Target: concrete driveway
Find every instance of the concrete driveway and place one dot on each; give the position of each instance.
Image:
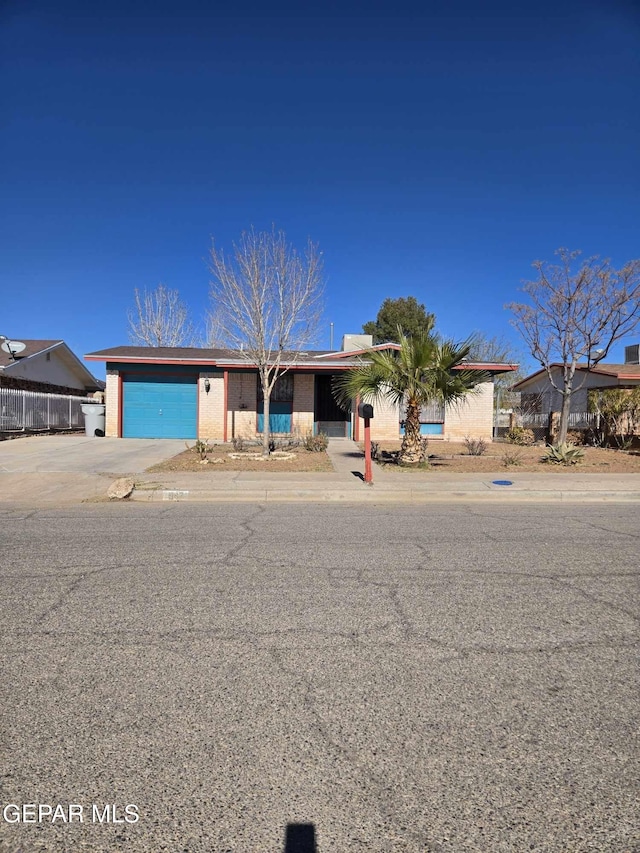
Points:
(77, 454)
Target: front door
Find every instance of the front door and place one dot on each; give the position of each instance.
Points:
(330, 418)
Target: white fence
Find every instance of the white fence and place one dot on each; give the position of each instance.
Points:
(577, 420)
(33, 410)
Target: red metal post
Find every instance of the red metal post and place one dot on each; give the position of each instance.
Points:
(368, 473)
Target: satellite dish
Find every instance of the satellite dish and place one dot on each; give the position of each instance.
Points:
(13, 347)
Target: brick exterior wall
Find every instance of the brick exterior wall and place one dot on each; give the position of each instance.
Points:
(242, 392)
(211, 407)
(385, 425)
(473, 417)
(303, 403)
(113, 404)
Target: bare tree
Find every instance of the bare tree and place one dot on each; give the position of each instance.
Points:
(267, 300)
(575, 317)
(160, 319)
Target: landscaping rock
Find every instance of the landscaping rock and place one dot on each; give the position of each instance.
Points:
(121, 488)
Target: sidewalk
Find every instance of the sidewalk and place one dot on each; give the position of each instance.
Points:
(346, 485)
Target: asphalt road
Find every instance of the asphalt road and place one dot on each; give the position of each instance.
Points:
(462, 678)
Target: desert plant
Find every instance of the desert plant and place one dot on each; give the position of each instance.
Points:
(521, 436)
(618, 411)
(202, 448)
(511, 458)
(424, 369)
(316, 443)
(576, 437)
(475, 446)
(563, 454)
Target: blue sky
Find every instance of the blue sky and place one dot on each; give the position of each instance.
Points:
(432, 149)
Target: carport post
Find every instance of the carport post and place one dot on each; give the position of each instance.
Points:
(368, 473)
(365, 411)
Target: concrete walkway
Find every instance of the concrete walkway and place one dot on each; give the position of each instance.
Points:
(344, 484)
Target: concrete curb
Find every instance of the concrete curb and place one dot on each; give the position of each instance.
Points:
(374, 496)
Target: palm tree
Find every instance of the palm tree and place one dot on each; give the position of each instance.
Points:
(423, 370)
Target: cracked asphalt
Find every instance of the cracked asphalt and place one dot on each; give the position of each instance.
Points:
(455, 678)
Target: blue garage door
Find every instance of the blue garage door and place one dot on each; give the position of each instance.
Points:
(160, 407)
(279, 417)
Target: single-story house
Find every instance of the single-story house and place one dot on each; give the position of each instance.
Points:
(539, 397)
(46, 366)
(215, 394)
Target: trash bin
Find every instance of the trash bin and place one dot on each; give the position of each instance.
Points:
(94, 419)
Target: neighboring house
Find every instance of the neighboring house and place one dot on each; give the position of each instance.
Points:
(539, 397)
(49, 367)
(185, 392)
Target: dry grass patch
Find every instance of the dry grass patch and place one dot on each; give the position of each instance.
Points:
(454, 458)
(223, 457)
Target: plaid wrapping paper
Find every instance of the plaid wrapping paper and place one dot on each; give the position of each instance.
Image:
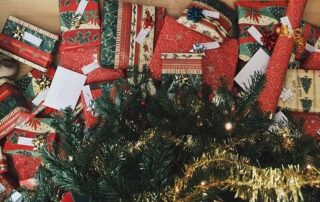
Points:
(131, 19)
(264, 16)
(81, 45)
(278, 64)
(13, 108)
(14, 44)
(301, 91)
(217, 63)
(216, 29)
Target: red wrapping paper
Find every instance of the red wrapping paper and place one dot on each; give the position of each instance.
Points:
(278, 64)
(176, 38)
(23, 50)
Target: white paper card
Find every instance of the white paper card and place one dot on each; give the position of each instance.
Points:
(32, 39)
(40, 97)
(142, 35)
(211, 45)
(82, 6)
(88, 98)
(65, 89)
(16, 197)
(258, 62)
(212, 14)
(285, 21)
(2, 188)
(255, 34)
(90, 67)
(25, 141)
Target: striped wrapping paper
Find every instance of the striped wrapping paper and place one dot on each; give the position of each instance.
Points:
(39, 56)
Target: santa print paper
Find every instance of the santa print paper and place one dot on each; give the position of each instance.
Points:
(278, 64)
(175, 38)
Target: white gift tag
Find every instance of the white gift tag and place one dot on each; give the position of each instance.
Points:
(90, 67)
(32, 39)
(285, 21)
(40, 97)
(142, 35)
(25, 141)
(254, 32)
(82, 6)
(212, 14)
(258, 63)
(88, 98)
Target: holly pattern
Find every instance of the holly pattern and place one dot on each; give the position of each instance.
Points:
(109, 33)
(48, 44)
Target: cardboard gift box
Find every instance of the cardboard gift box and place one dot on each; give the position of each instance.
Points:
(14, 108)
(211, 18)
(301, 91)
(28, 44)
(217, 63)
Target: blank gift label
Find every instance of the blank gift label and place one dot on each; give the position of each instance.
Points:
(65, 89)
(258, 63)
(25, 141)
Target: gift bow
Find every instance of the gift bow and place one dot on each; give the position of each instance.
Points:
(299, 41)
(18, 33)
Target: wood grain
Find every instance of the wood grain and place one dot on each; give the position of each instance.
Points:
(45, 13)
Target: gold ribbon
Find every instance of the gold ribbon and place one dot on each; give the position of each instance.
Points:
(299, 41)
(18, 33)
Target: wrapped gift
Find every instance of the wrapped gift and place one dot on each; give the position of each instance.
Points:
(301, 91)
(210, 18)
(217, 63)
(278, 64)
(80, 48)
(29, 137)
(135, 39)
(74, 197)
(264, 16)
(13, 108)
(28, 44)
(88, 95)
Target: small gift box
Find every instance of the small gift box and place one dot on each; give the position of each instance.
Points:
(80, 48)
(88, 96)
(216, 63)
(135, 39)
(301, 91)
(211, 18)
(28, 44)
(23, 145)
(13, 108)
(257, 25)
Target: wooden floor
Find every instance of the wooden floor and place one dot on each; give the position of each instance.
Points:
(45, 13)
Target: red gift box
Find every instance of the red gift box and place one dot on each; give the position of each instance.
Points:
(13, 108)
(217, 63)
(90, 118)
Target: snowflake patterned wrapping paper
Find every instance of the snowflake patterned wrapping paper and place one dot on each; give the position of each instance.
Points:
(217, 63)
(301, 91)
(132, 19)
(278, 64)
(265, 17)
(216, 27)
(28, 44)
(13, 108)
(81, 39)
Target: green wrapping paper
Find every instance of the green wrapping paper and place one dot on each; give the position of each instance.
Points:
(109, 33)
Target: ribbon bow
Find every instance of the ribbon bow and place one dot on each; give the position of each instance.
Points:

- - - - -

- **Problem to work on**: Write the entries above out again exactly, but not the pictures.

- **Written reply**:
Target: concrete driveway
Find every instance of the concrete driveway and place one dot on each; give the position of each instance.
Image:
Points:
(77, 454)
Target: front door
Find every instance of the front door and place one dot on each; give the position of each instance.
Points:
(330, 418)
Target: white fence
Find every instance of the white fence and place one dot on each; give the position of each instance.
Points:
(577, 420)
(33, 410)
Target: red metal post
Find every instance of the red metal post and place one dot on each; give the position of each instance.
Points:
(368, 473)
Target: satellite dish
Find every instance of the satellite dish and place one dot on each; give the position of each instance.
Points:
(13, 347)
Target: brick exterior wall
Find every instance of the brick exterior wall and place one dot on each; give the position of each instance.
Points:
(242, 392)
(211, 407)
(385, 425)
(473, 417)
(303, 403)
(113, 404)
Target: bare tree
Find every instance of the bare tree and place one dot on each; give the position of each instance.
Points:
(267, 300)
(575, 317)
(160, 319)
Target: landscaping rock
Find every instance of the landscaping rock and place one dot on each; give the position of each instance.
Points:
(121, 488)
Target: sidewalk
Find every instance of the sidewalk and place one dot on each; give the position of each instance.
Points:
(346, 485)
Target: asphalt road
Find every instance of the asphalt road and place one dot on each; give the position of each instance.
Points:
(462, 678)
Target: desert plant
Find every instance of the desert plant and place one dot on each; give the position of each instance.
Points:
(521, 436)
(618, 411)
(202, 448)
(511, 458)
(424, 369)
(316, 443)
(576, 437)
(475, 446)
(563, 454)
Target: blue sky
Find every instance of the blue sky and place one dot on each; give the position of each instance.
Points:
(432, 149)
Target: carport post
Find every instance of the carport post and place one dot on each; give the position of each instance.
Points:
(368, 473)
(365, 411)
Target: concrete walkway
Find every instance of the concrete walkway and place one dot on each; give the position of each instance.
Points:
(344, 484)
Target: concrete curb
Find every instance of the concrete curb and place one dot on each; give the position of each instance.
Points:
(374, 496)
Target: palm tree
Find every instance of the palm tree and place one dot on each; give the position of each instance.
Points:
(423, 370)
Target: cracked asphalt
Find every instance of the cracked asphalt and place one dot on each; give the position of each instance.
Points:
(455, 678)
Target: blue garage door
Find every instance of the blue garage door and place one dot on each; give the position of each instance.
Points:
(160, 407)
(279, 417)
Target: single-story house
Find every instance of the single-story house and place one dot on each; give the position of each instance.
Points:
(539, 397)
(46, 366)
(215, 394)
Target: trash bin
Find every instance of the trash bin and place one dot on each; give the position of each instance.
Points:
(94, 419)
Target: neighboring house
Find every instance of the neighboring house and place one dot on each; give the position of each instance.
Points:
(539, 397)
(49, 367)
(185, 392)
Target: dry grass patch
Find every instance of the dry grass patch and place one dot on each; give the position of each instance.
Points:
(454, 458)
(223, 457)
Target: plaid wrapping paper
Find every instance of the plaid wrapping paper and place one dot on each; give the position of each instance.
Image:
Points:
(131, 19)
(264, 16)
(81, 45)
(278, 64)
(13, 108)
(14, 44)
(301, 91)
(217, 63)
(216, 29)
Target: red wrapping paper
Find every instance of the red wrapping paper and place one dot on each; give the position of each instance.
Points:
(278, 64)
(176, 38)
(23, 50)
Target: white paper card
Find every instance of the white paper card and place one dot on each; give the position of each instance.
Points:
(32, 39)
(40, 97)
(142, 35)
(211, 45)
(82, 6)
(88, 98)
(65, 89)
(16, 197)
(258, 62)
(212, 14)
(285, 21)
(2, 188)
(255, 34)
(90, 67)
(25, 141)
Target: striped wrapping paper
Find every instance of the striped wrapping paper and place one dot on each; give the position of each instance.
Points:
(39, 56)
Target: santa print paper
Find every instance of the santa print paper and place one dot on each; give the position of each instance.
Points:
(278, 64)
(175, 38)
Target: white gift tag
Find every instance of the white gift tag and place one dot on each; give the position of each instance.
Points:
(90, 67)
(32, 39)
(285, 21)
(40, 97)
(142, 35)
(25, 141)
(254, 32)
(82, 6)
(212, 14)
(258, 63)
(88, 98)
Target: holly pattern
Find every instance of the holly pattern and place one dot on each; give the position of each instance.
Points:
(109, 33)
(48, 44)
Target: cardboard gift box
Find every instance of the cardboard gift box and place one dot on each; give the position of each instance.
Points:
(14, 108)
(211, 18)
(301, 91)
(28, 44)
(217, 63)
Target: blank gift label
Find every instance of the blank gift label and place one dot on each; give the position of each instance.
Points:
(65, 89)
(258, 63)
(25, 141)
Target: gift bow
Find every instance of the gift bow and place one dot on each; give the position of each instance.
Points:
(299, 41)
(18, 33)
Target: wood grain
Find every instance of the wood grain and place one dot on each; give the position of each instance.
Points:
(45, 13)
Target: gold ribbon
Find every instance of the gold ribbon and place one dot on each; give the position of each instance.
Points:
(299, 41)
(18, 33)
Target: wrapped gift
Find every instance of the wrapped gift and place one dot on each; give the position of each instance.
Points:
(301, 91)
(210, 18)
(217, 63)
(278, 64)
(80, 48)
(29, 137)
(135, 39)
(74, 197)
(264, 16)
(13, 108)
(28, 44)
(88, 95)
Target: small gift box
Find every instance of the small gift box and place one dot on each; give the position of each instance.
Points:
(80, 48)
(88, 96)
(216, 63)
(135, 39)
(301, 91)
(211, 18)
(28, 44)
(23, 145)
(13, 108)
(257, 25)
Target: wooden floor
Find every instance of the wooden floor and place one dot on each; give the position of each instance.
Points:
(45, 13)
Target: red gift box
Find every instance of the red gift box and place one dot on each; give the position of each instance.
Points:
(13, 108)
(217, 63)
(90, 118)
Target: snowflake patterned wrapping paper
Find every instance of the snowflake patterned wrapping paper and place one dot on each; give the position of each instance.
Points:
(217, 63)
(301, 91)
(132, 19)
(278, 64)
(265, 17)
(216, 27)
(28, 44)
(13, 108)
(81, 39)
Target: green wrapping paper
Find every instance of the green wrapping paper and place one dot on each; give the position of each instance.
Points:
(109, 33)
Target: ribbon bow
Find every instance of the ribbon bow and place one dot on each; give the position of each instance.
Points:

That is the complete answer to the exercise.